▸ Task 1:
Pull out every line of the rows that contains the word "distant", matching case exactly.

▸ Document segment:
[start]

Thursday, 12 March 2009

Litigation rises rapidly in Chinese legal market

Litigation levels are rising rapidly in China. This is due to legal reforms that have facilitated litigation, but there is more work to be done.
In 2008 alone, Chinese courts handled 10.71 million cases, around 11% more than in 2007.

In the civil sector, the fastest growth is occurring in labour disputes, followed by cases involving health care, housing and consumer rights.
Due to the economic downturn and the adoption of the new Labour Contract Law, labour dispute cases exceeded 286,000 last year, which is almost double the 2007 figure.
Financial disputes, which account for around 10% of the total cases concluded, have seen a 15% increase, exceeding 1 million.
Intellectual property right infringement cases are also in the top five, with a one-third increase. Between 2003 and 2008, China launched many special campaigns to rectify and standardise intellectual property protection. Wang Shengjun also has stated that Chinese courts will severely penalise IPR infringement.
There have been 3.17 million civil cases handled through mediation, accounting for about 60% of total civil cases. International firms are seeing more potential to expand into alternative dispute resolution work, but domestic firms are also looking to get a piece of the action.
Most Chinese prefer to avoid court litigation, not only because of the complexity and expense that can develop but also because of cultural reasons. But when it comes to unavoidable situations, there is no big difference between litigation and arbitration for clients. Now, we can see that the quality of Chinese judges has improved greatly.

Saturday, 7 March 2009

New transfer pricing regulations and their impact on foreign businesses in China

China has finally unveiled a set of highly comprehensive rules and regulations governing Related Party Transactions under the newly unified legislations for Corporate Income Tax. On January the 8th 2009, the State Administration of Taxation published the 'Implementation Regulations for Special Tax Adjustments - abbreviated to the 'Implementation Regulations'.

[end]

▸ Task 2:
Repeat the part of the China legal news text above between "In the civil" and "the 2007 figure.", inclusive.

(Rows from a dataset)
[start]

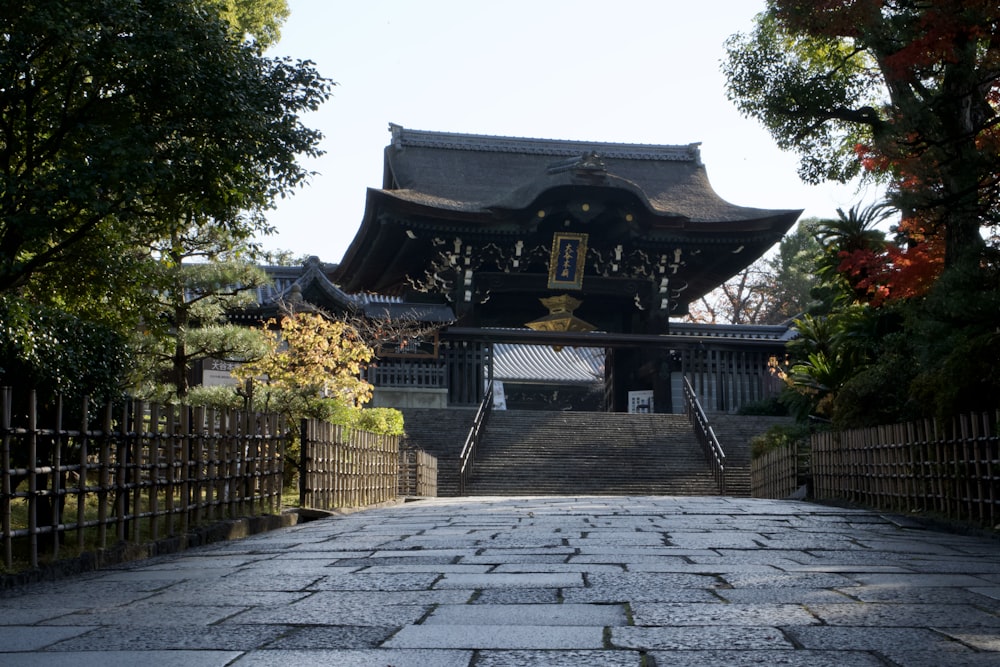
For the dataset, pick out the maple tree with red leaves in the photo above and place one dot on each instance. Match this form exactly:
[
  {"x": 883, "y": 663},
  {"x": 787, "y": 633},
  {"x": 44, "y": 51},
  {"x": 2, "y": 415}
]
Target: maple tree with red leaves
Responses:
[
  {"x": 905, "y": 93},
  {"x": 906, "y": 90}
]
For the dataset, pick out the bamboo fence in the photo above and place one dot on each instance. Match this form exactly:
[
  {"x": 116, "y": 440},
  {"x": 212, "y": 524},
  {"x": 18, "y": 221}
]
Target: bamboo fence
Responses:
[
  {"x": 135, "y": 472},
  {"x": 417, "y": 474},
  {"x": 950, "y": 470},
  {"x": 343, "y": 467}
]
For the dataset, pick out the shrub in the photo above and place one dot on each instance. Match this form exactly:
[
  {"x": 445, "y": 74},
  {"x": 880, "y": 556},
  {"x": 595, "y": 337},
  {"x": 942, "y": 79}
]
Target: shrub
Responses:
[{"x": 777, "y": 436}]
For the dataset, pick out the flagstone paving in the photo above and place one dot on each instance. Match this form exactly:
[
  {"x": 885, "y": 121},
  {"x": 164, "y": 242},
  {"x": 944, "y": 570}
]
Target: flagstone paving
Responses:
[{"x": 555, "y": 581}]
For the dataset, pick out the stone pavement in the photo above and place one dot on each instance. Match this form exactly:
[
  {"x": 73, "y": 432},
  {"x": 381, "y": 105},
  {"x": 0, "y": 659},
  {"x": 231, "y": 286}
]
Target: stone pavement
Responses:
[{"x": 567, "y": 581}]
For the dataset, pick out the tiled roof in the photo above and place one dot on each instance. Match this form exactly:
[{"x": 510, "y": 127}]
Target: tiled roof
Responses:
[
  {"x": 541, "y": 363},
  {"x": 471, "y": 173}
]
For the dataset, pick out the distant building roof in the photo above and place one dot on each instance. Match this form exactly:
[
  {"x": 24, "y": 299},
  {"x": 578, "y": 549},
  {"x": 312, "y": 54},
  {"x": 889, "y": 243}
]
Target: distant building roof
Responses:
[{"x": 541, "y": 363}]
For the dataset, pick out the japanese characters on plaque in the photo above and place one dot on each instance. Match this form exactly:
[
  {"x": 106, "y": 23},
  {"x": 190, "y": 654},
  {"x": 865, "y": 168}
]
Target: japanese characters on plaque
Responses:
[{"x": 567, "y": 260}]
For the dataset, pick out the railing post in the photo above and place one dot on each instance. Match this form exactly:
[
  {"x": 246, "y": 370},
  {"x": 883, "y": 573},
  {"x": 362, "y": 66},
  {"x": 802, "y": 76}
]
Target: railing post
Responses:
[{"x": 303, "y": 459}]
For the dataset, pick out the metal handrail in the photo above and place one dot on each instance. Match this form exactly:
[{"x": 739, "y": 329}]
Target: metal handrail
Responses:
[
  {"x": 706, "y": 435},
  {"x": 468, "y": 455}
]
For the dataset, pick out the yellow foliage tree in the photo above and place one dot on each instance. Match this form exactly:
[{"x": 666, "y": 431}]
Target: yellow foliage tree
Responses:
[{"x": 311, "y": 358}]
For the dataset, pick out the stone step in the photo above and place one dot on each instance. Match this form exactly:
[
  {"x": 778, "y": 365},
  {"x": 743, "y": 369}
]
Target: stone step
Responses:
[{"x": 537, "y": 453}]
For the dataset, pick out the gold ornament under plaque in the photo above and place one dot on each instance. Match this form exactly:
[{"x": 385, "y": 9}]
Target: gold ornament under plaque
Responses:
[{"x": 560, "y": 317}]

[end]

▸ Complete answer 1:
For the dataset, pick out the distant building roof in the photo above and place one dot on each instance. Match this form exactly:
Target: distant building roof

▸ Complete answer 2:
In the civil sector, the fastest growth is occurring in labour disputes, followed by cases involving health care, housing and consumer rights.
Due to the economic downturn and the adoption of the new Labour Contract Law, labour dispute cases exceeded 286,000 last year, which is almost double the 2007 figure.